# Assignment
The line containing "# pick out one", plus every line that follows it to the end of the listing below, is what you transcribe exactly; omit all pictures.

# Input records
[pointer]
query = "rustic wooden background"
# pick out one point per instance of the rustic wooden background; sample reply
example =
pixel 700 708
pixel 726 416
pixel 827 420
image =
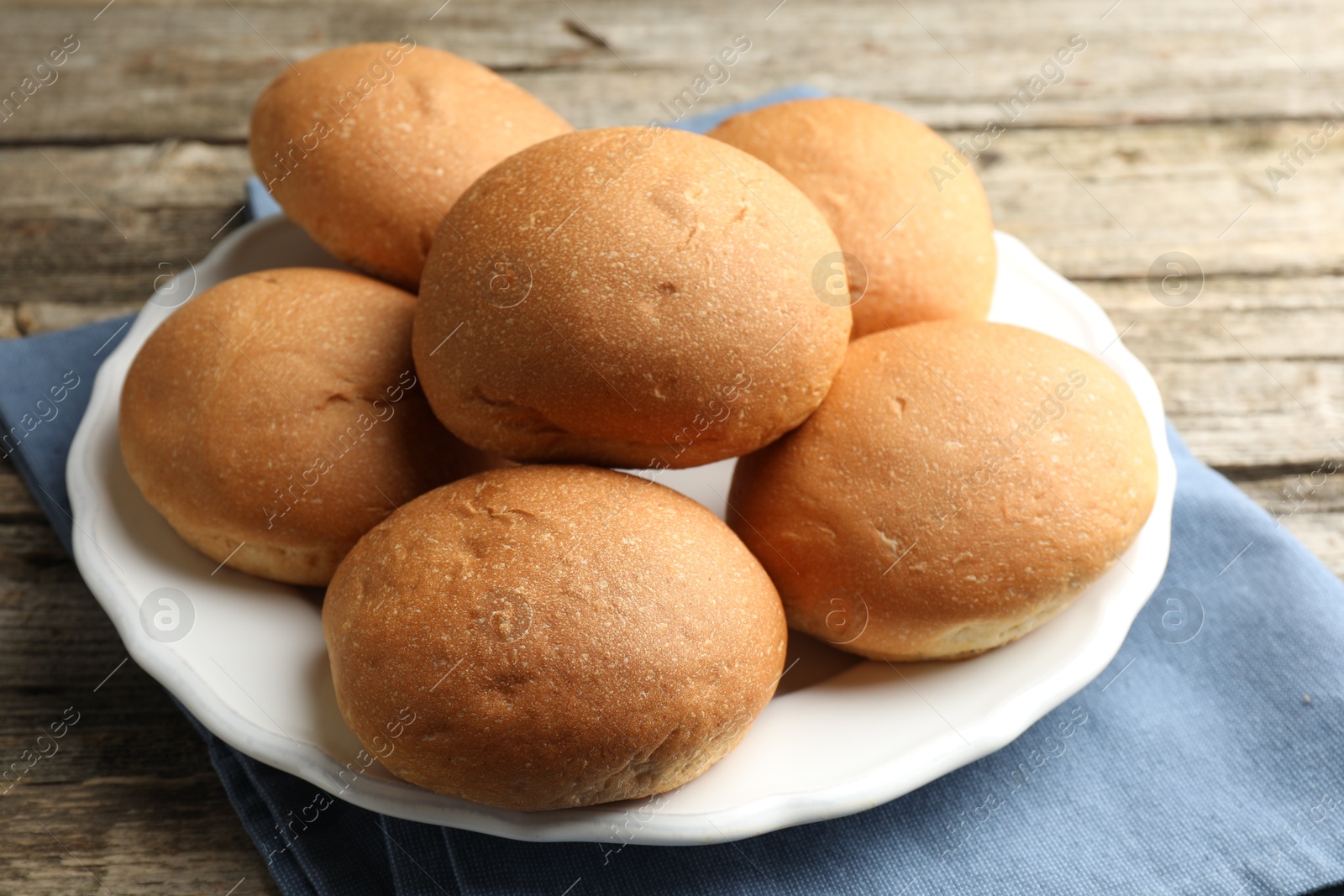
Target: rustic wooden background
pixel 1158 140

# Task solution
# pick out one point per instance of the rustic wooden background; sample reply
example =
pixel 700 708
pixel 726 416
pixel 827 420
image =
Target: rustic wooden background
pixel 1158 140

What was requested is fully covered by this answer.